Aufgabe >> Für welche Technik entscheidet sich erazor85 im Forenthread über das Starten einer Eclipse-RCP-Anwendung am Ende?

Zitierter Text >>
╔══
# eclipse RCP Anwendung programmatisch / aus einem anderen Programme starten?



## erazor85 (30. Aug 2010)

Hallo,

ich habe eine kleine eclipse RCP Anwendung geschrieben und möchte diese gerne aus einer anderen heraus starten. Meine suche ergab leider keine Treffer, die mir weitergeholfen haben.

Ich habe soweit herausgefunden, dass die Klasse org.eclipse.equinox.launcher.Main.class den Startvorgang übernimmt. Allerdings weiß ich nicht genau welche Argumente ich übergeben muss.

Kann mir da jemand helfen oder weiß jemand einen anderen Weg?

Danke für eure Hilfe
erazor


----------



## Sonecc (30. Aug 2010)

Folgendes könnte dir helfen:
http://www.java-forum.org/plattformprogrammierung/97048-runtime-getruntime-exec-eclipse.html

Edit: Scrolle einfach etwas runter, relativ weit unten steht ein funktionierender Code-Ausschnitt


----------



## erazor85 (30. Aug 2010)

Hi,

danke für die schnelle Antwort.
Diese Möglichkeit habe ich mir auch schon überlegt, allerdings möchte ich nach dem Start Zugriff auf die Eclipse Komponenten (Views), daher funktioniert es mit Runtime.exec() nicht wie gewünscht.

Ich muss ein Java Objekt an einen View übergeben, deshalb ist der Zugriff notwendig.

Viele Grüße
erazor


----------



## Wildcard (30. Aug 2010)

Du kannst keine Java Objekte an den Launcher übergeben, wie sollte das funktionieren? Ist doch ein eigener Prozess...
Mach es doch zB über Sockets.


----------



## erazor85 (30. Aug 2010)

Wildcard hat gesagt.:


> Du kannst keine Java Objekte an den Launcher übergeben, wie sollte das funktionieren? Ist doch ein eigener Prozess...
> Mach es doch zB über Sockets.



wie das funktionieren soll, war mir eben nicht klar, daher die Frage 
Sockets hab ich mir auch schon überlegt, allerdings hatte ich eben die Hoffnung, dass es einen "einfacheren" Weg gibt...

Es geht im Prinzip nur darum ein Java Objekt, das die Daten enthält, an den View zu übergeben.

Ich werde es nun mal mir Sockets probieren.

Viele Grüße
erazor


----------



## Wildcard (31. Aug 2010)

> Sockets hab ich mir auch schon überlegt, allerdings hatte ich eben die Hoffnung, dass es einen "einfacheren" Weg gibt...


Da fällt mir nur noch der Weg über das System Clipboard ein.


----------



## Sonecc (31. Aug 2010)

Wenns nur um Daten geht, würd ich sie in eine Datei speichern (respektive Datenbank) und sie dann im anderen Programm einfach laden.


----------



## erazor85 (31. Aug 2010)

Hallo zusammen,

eine Datei habe ich als erstes überlegt, allerdings wäre das recht kompliziert, wenn die Verbindung mal bidirektional werden soll. Genau der Fall ist nun eingetreten und ich habe mich dazu entschlossen RMI zu verwenden.

Ich habe jeweils ein Interface für die Services erstellt und diese in ein gemeinsames Jar gepackt, da sie von verschiedenen Projekten verwendet werden.
Nun kann ich einfach die entfernten Methoden aufrufen.

Danke für eure Tipps 

Grüße
erazor


----------



## Wildcard (1. Sep 2010)

Das ist zwar komplizierter als ein Objekt per ObjectOutputStream über ein Socket zu schicken, aber hauptsache es funktioniert...


----------
╚══
Datenauszüge >>
╔══
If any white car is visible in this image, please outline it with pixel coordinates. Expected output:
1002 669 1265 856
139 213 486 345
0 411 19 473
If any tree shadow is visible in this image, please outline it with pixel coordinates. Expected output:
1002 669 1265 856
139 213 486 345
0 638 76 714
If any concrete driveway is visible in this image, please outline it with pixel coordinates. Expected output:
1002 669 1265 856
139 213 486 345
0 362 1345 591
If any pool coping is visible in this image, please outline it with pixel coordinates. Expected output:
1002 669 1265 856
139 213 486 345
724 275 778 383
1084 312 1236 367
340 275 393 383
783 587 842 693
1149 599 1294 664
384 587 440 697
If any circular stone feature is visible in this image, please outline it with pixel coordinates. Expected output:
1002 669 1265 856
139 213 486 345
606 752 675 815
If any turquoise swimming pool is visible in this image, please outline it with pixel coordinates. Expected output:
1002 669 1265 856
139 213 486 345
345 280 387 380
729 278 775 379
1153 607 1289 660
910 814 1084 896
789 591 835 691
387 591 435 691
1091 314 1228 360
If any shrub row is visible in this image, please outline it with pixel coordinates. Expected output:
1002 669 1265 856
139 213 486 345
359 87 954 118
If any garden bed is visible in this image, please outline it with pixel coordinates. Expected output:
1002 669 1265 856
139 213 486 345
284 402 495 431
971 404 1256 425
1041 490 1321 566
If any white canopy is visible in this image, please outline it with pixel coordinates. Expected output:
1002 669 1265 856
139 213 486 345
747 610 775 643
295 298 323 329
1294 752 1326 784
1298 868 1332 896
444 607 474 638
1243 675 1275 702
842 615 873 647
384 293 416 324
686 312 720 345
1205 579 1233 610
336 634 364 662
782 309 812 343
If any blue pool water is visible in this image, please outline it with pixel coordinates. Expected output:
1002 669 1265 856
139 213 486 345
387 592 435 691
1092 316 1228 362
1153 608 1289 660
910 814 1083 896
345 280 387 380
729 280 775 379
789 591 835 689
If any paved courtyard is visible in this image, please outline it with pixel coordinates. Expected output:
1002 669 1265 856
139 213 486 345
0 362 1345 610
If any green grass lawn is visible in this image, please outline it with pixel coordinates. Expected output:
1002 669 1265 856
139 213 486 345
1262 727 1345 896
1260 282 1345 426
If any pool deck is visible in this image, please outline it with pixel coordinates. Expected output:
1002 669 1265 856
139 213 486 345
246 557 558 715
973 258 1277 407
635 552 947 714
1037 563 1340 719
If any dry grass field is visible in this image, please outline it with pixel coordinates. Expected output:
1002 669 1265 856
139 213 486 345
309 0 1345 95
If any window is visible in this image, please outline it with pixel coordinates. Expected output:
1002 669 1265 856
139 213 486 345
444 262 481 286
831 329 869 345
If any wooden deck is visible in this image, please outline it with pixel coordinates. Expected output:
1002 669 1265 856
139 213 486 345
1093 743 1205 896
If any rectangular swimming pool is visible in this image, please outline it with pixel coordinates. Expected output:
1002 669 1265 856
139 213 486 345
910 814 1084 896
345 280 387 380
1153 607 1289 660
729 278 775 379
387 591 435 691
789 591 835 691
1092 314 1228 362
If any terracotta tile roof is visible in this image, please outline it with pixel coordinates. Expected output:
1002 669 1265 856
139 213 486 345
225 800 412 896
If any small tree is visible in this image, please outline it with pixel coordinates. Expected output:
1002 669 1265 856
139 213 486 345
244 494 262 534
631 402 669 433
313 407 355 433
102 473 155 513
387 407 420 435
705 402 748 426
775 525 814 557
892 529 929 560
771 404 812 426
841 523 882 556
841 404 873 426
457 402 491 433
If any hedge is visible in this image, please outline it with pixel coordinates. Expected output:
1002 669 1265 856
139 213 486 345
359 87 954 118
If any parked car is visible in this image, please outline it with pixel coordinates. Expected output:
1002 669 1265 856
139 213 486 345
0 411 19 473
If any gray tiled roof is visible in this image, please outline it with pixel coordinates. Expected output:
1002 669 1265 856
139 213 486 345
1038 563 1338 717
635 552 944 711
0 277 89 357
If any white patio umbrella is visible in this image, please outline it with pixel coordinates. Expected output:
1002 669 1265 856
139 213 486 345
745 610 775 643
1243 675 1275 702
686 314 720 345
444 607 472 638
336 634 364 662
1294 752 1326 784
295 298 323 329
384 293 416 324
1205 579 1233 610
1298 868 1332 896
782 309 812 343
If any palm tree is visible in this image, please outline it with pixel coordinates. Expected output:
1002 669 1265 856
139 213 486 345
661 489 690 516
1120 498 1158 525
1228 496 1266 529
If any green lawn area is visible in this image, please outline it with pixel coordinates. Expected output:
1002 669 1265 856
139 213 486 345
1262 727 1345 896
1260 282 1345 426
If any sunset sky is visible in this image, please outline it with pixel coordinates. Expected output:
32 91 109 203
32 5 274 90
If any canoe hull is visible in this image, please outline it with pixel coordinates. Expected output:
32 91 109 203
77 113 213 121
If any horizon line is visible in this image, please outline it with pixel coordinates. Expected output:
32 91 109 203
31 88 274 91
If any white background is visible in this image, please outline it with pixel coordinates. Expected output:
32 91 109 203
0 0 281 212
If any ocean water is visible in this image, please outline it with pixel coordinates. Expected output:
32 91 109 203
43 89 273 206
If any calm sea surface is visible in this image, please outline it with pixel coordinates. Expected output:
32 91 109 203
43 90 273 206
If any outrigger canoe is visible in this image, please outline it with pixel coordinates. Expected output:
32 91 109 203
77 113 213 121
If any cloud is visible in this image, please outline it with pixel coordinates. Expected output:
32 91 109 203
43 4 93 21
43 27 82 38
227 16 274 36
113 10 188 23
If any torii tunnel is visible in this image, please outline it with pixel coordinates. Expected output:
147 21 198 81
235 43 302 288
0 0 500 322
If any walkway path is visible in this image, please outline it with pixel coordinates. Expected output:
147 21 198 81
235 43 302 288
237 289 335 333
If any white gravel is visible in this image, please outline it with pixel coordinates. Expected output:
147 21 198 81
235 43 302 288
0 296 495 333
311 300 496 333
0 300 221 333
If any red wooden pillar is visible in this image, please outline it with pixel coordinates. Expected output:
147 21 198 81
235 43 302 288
╚══
Antwort >> Für RMI.